━━━━━ INFORMATION GIVEN
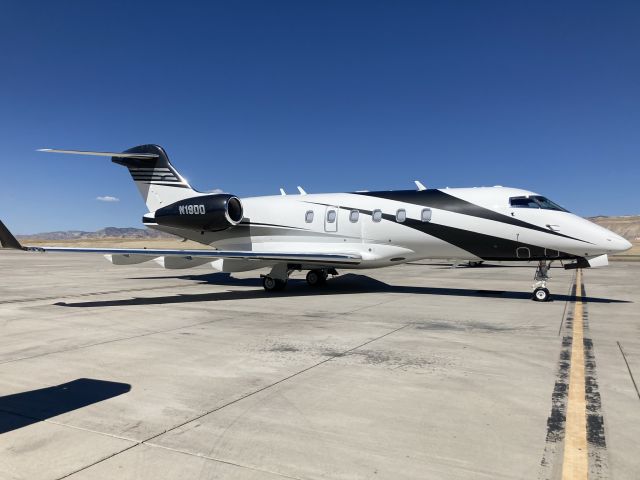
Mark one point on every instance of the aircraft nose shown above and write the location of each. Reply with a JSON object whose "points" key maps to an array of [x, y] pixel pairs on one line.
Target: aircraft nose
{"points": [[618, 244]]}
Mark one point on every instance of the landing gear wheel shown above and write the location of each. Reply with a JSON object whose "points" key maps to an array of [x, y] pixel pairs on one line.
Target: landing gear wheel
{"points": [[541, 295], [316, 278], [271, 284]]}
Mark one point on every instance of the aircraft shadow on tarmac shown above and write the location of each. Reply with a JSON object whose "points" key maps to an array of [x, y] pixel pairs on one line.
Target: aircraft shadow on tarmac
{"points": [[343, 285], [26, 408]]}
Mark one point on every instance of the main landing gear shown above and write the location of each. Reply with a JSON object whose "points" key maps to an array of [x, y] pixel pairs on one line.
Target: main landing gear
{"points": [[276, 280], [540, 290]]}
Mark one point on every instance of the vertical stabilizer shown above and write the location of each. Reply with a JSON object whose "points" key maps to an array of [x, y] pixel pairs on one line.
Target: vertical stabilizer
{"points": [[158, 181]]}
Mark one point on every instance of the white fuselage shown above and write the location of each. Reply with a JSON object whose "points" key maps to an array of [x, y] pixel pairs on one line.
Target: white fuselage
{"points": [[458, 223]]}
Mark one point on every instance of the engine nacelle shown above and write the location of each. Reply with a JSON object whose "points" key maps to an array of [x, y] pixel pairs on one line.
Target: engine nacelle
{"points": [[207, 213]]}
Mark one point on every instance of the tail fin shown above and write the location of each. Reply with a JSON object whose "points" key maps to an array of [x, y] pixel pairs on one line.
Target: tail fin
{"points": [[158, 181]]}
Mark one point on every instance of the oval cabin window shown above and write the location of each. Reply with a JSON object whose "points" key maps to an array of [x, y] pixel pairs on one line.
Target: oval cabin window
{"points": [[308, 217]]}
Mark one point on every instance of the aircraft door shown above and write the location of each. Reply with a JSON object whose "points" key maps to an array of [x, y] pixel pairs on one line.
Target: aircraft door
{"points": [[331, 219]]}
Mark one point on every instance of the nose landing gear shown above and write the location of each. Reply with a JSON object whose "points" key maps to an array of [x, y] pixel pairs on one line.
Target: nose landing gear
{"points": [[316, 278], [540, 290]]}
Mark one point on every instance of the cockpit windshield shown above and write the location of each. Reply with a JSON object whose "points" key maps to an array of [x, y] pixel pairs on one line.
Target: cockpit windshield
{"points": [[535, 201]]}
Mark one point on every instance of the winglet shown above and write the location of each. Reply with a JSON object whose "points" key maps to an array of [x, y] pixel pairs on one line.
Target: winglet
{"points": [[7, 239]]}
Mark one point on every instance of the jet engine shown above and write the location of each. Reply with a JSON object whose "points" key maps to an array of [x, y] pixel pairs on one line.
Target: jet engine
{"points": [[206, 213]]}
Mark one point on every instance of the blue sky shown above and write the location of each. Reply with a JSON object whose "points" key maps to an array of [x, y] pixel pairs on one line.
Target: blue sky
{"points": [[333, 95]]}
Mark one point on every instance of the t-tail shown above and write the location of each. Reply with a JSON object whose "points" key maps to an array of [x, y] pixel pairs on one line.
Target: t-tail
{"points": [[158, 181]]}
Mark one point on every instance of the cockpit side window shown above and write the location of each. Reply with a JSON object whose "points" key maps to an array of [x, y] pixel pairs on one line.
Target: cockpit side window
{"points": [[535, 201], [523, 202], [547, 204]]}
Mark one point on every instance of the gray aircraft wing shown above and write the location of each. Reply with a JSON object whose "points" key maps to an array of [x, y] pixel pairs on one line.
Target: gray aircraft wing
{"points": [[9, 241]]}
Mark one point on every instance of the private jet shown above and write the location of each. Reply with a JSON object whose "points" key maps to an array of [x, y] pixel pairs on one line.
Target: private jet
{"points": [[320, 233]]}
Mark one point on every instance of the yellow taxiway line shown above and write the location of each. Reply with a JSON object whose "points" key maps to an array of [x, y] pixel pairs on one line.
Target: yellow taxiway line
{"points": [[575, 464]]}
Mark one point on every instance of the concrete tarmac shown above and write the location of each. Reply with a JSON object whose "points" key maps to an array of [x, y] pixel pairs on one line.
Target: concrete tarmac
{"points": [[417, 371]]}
━━━━━━━━━━
━━━━━ INFORMATION GIVEN
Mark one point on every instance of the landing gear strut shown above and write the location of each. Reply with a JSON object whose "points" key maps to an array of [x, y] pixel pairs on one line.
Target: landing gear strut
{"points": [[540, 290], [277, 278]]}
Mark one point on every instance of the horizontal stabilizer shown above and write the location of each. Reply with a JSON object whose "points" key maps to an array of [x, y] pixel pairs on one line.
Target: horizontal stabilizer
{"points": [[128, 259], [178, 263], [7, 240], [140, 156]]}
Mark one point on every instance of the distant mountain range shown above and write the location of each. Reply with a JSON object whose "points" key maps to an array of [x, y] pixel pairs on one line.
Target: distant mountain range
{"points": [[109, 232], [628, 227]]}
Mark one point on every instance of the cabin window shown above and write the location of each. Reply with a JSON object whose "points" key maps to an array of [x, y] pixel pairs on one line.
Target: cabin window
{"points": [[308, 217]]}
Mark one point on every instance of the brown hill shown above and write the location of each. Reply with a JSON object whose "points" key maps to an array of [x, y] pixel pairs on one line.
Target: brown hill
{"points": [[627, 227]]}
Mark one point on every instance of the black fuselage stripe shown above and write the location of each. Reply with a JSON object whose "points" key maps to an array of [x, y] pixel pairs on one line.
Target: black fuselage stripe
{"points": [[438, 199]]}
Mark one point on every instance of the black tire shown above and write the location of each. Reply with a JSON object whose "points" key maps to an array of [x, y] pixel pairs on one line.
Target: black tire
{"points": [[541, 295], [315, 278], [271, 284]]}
━━━━━━━━━━
**ASSIGNMENT:**
Output, from the data above, the lines from the line with "Target: blue sky" to the line with "Mark one point on every instance of the cockpit side" exactly as they stand, both ends included and nothing else.

**SOLUTION FOR THIS TASK:**
Target: blue sky
{"points": [[333, 95]]}
Mark one point on every instance of the t-tail shown above and write the location of each. Reply with a JSON object whose "points" key maps to an array of [x, y] pixel pairs on one line.
Target: t-tail
{"points": [[158, 181]]}
Mark one point on every instance of the cockpit side window shown above and write the location of each. Reply with a JSON object whose "points" key maps to an array of [x, y] pixel pairs on one line.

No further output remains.